Collected data:
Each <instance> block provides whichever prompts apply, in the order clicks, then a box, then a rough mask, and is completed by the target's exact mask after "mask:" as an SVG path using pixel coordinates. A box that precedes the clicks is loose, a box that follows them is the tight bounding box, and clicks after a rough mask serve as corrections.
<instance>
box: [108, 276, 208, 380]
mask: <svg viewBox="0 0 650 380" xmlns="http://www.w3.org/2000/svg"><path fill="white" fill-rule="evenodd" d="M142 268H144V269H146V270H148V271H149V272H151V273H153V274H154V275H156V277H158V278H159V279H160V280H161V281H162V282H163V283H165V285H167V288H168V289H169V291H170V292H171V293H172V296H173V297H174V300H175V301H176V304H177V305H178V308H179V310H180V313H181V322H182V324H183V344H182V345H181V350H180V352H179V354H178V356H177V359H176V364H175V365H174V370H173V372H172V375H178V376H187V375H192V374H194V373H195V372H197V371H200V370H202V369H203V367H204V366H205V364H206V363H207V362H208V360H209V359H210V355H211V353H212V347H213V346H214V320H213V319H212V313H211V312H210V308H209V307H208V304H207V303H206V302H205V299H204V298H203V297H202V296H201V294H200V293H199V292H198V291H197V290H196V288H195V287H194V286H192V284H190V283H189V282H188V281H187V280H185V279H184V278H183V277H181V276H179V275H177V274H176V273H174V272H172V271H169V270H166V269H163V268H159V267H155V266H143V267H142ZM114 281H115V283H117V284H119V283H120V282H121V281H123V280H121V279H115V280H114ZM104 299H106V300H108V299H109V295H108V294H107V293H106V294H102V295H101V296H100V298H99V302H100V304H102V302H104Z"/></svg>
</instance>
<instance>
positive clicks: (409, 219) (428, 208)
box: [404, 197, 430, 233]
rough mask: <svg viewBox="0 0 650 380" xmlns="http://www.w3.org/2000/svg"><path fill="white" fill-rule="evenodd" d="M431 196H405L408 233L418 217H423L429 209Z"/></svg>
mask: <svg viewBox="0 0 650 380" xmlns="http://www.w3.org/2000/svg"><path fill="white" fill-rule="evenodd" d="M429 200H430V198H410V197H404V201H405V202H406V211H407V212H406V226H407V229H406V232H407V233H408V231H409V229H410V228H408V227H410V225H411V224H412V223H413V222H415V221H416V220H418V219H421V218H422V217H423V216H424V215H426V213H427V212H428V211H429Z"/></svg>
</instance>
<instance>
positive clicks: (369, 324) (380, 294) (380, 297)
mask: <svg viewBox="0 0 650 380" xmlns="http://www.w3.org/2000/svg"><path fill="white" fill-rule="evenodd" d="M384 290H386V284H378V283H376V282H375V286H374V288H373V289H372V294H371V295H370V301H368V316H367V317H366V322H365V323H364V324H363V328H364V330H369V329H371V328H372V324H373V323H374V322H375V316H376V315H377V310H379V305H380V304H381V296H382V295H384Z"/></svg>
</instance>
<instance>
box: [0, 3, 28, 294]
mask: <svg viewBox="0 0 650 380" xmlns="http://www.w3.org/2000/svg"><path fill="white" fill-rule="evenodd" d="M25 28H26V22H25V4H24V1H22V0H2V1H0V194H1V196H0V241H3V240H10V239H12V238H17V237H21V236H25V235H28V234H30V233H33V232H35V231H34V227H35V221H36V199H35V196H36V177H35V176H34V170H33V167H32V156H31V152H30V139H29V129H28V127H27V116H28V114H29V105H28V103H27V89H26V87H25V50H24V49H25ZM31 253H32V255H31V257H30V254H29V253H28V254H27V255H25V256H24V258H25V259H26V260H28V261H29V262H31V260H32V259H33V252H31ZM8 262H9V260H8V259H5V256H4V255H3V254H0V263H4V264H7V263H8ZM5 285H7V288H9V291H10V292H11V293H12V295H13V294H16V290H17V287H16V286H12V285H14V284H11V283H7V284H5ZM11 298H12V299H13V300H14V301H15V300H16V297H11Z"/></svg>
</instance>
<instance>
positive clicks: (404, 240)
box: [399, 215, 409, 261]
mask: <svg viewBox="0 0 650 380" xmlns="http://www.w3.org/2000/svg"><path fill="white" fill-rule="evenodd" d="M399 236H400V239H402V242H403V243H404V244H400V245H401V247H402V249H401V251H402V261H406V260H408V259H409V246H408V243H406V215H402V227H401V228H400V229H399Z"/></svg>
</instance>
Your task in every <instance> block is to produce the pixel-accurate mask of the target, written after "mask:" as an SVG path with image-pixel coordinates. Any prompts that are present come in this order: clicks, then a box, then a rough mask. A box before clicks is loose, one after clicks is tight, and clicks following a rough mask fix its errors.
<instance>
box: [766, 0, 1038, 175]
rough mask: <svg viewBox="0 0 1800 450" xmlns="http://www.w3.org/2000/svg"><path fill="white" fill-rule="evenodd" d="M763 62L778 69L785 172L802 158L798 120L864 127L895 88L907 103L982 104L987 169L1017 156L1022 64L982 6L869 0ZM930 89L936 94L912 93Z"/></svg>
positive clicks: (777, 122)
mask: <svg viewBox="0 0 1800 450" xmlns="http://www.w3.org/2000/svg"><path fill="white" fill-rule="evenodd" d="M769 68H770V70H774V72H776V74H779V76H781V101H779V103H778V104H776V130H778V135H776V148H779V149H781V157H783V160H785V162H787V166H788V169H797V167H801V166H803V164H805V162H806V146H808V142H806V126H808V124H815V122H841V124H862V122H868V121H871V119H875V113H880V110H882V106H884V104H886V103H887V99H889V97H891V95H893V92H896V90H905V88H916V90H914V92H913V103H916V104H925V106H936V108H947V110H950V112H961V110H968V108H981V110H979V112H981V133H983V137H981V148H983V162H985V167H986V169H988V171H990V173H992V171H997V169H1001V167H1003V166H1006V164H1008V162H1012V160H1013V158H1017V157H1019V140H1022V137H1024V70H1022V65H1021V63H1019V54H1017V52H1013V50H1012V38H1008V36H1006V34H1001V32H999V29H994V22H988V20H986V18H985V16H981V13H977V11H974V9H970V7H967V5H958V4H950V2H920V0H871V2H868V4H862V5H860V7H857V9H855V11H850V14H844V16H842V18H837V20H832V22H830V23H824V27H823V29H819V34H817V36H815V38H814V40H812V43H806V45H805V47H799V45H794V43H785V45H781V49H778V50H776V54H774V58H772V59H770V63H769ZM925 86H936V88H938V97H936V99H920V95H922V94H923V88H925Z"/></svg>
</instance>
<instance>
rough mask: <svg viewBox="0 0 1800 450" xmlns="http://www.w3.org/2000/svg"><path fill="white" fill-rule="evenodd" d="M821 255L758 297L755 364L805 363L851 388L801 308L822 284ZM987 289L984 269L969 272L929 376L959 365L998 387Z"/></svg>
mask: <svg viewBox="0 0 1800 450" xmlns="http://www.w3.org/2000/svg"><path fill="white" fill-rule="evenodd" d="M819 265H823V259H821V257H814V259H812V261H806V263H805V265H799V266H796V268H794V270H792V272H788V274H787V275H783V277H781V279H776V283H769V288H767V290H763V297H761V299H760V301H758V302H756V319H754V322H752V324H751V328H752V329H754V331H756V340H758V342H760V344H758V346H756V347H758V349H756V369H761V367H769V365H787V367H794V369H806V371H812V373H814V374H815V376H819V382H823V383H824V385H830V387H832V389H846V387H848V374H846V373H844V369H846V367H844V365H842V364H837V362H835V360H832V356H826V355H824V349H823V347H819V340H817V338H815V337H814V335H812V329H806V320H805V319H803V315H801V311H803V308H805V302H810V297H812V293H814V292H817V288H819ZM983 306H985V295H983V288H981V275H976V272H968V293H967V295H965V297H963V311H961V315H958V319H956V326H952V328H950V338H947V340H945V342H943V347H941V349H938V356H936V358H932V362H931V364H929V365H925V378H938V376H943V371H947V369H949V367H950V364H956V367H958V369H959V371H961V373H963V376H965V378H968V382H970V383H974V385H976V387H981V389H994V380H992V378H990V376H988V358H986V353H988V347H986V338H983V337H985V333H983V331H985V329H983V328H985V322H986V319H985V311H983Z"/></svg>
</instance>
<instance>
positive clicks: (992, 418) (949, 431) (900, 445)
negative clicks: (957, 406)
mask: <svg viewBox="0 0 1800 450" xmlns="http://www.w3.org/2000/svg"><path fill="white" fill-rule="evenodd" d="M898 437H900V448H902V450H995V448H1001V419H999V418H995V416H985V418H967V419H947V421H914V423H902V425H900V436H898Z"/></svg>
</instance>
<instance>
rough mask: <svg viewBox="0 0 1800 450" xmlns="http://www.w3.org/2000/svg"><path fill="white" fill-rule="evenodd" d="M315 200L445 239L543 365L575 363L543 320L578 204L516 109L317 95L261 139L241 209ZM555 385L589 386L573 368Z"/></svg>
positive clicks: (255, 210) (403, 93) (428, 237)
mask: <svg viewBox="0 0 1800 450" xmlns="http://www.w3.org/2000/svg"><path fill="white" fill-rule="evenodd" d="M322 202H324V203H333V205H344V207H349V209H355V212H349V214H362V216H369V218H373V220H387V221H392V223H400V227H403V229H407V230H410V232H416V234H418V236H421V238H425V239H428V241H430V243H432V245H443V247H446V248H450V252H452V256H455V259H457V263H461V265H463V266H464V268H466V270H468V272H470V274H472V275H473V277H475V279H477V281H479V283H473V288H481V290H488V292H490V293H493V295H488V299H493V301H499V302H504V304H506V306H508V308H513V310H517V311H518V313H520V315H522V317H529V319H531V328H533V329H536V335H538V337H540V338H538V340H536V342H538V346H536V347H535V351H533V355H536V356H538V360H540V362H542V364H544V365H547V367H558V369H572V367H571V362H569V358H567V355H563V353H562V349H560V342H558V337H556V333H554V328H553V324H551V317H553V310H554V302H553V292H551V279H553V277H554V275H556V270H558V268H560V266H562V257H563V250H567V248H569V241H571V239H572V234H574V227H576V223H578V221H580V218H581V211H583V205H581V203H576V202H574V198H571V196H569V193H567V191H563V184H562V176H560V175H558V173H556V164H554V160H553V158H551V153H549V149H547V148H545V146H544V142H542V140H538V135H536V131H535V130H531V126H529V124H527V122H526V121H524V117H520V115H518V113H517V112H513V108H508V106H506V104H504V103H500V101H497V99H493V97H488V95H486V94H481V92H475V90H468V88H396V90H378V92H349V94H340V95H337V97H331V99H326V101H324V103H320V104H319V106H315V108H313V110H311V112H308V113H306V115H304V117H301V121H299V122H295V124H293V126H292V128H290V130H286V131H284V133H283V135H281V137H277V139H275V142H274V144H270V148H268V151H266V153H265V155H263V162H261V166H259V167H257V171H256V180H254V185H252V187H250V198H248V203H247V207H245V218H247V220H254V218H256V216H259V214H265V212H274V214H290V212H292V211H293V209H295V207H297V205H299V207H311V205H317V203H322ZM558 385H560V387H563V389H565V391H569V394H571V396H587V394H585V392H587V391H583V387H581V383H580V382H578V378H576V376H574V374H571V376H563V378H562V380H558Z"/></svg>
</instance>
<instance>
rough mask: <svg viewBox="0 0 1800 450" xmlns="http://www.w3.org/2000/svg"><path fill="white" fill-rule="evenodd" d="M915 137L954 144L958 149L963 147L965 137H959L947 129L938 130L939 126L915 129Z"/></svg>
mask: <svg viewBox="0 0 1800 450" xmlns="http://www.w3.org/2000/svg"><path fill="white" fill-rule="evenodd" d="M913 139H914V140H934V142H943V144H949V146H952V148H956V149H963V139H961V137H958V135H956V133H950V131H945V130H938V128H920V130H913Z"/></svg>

*Work order:* Select each line of the entries above that contains the word "loose" and copy those lines. Case counts, so match only that exact capitalization.

*Solution for this exercise:*
Each <instance> block provides whichever prompts apply, in the order clicks, then a box, then a rough mask, and is completed by the target's exact mask after "mask:" as an SVG path using pixel coordinates. A box that precedes the clicks is loose, a box that follows them is the tight bounding box, and clicks after a rough mask serve as corrections.
Your task in every <instance> block is to produce the pixel-accurate mask of the target, written after "mask:" as an SVG path with image-pixel coordinates. Any prompts that are present come in this order: clicks, then a box, then a rough mask. A box before clicks is loose, one after clicks is tight, and clicks following a rough mask fix its errors.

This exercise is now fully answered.